### Provided text
------------
Gold never existed?

 

January 12, 2017
Pat Heller

When central banks own physical gold reserves, that means they own coins and/or bars. Mostly they own bars, which have hallmarks of the manufacturer, serial numbers and the weights and purity of each piece punched right into the surface. The central bank should have comprehensive ledgers with these details to make it possible to verify such gold really exists.

Therefore, whenever any gold reserves are transferred, it should be possible to specifically identify exactly which items are being relocated.

On Jan. 16, 2013, the Bundesbank, Germany’s central bank, announced that it would be repatriating all 12 million ounces of its gold reserves from France and almost 10 million ounces in storage at the Federal Reserve Bank of New York.

For reasons that did not make sense at the time, it was announced that the gold coming from the Fed would be delivered over seven years. The reason this lengthy repatriation period did not make sense was because costs are incurred to store these reserves. For the Federal Reserve, the lowest cost action would have been to promptly return all of the demanded gold reserves.

In the first year, only a paltry quantity was shipped back to Germany. Even so, it turned out that what was repatriated were not the kind of bars that Germany would have provided to the Fed. This sparked lots of unanswered questions.

Late last month, some answers as to what is really going on may finally be coming out. On Dec. 21, the major German news agency DPA-AFX issued a news item that was almost certainly written by staff at the Bundesbank. When such announcements are made, the actual text used is carefully reviewed to say exactly what the institution means. Within 24 hours, this story was printed in at least 20 German newspapers and magazines substantially verbatim.

After noting that about 6.5 million ounces of the gold requested in 2013 had been repatriated to Germany during 2016, there was an eye-opening statement. Translated into English it reads “Germany’s gold hoard grew rapidly in the 1950s and 1960s. Thanks to its export surplus, the Federal Republic amassed many dollars that could be exchanged at the U.S. central bank against gold claims.”

The term “gold claims” means something entirely different than “gold reserves.” Gold claims refer to a contractual obligation rather than to physical items.

With this statement, it seems evident that much if not all of the German gold allegedly stored in the New York Federal Reserve Bank resulted from Germany exchanging U.S. dollars for gold. The use of the “gold claims” terminology, however, would seem to indicate that there may never have been stored at the Fed the actual physical gold to fulfill the liability! In other words, instead of physical gold in the New York Fed vaults, all the Bundesbank possessed might have been just a bookkeeping entry!

If this is accurate, that would definitely explain why the Fed would negotiate a seven year period to “return” the physical gold. It would take years to try to sneak in this quantity of gold from other sources in order to ship it back to the Bundesbank in Frankfurt.

If the gold never originally existed, that would also explain why the initial bars being shipped back to Germany had obviously never been actual German central bank inventory.
------------
### Data extract
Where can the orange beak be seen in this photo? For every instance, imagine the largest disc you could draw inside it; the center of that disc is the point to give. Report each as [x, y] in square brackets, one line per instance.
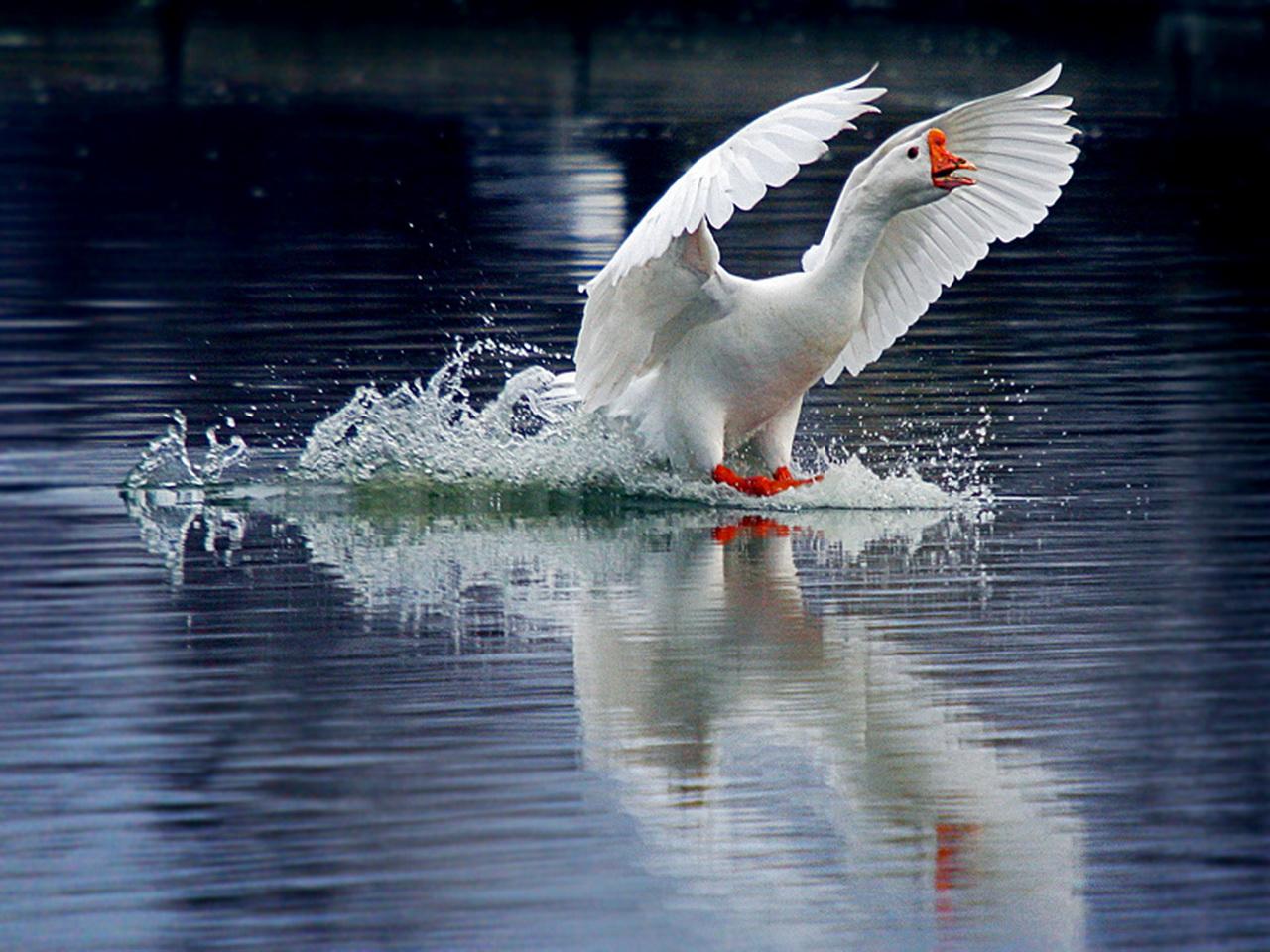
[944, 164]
------------
### Tasks
1. Return verbatim the passage of the article on German gold reserves from "Gold never existed?" up to and including "of New York.".
2. According to the article on German gold reserves, over what period was the gold held at the Federal Reserve Bank of New York to be delivered to Germany?

### Responses per task
1.
Gold never existed?

 

January 12, 2017
Pat Heller

When central banks own physical gold reserves, that means they own coins and/or bars. Mostly they own bars, which have hallmarks of the manufacturer, serial numbers and the weights and purity of each piece punched right into the surface. The central bank should have comprehensive ledgers with these details to make it possible to verify such gold really exists.

Therefore, whenever any gold reserves are transferred, it should be possible to specifically identify exactly which items are being relocated.

On Jan. 16, 2013, the Bundesbank, Germany’s central bank, announced that it would be repatriating all 12 million ounces of its gold reserves from France and almost 10 million ounces in storage at the Federal Reserve Bank of New York.

2. Over seven years.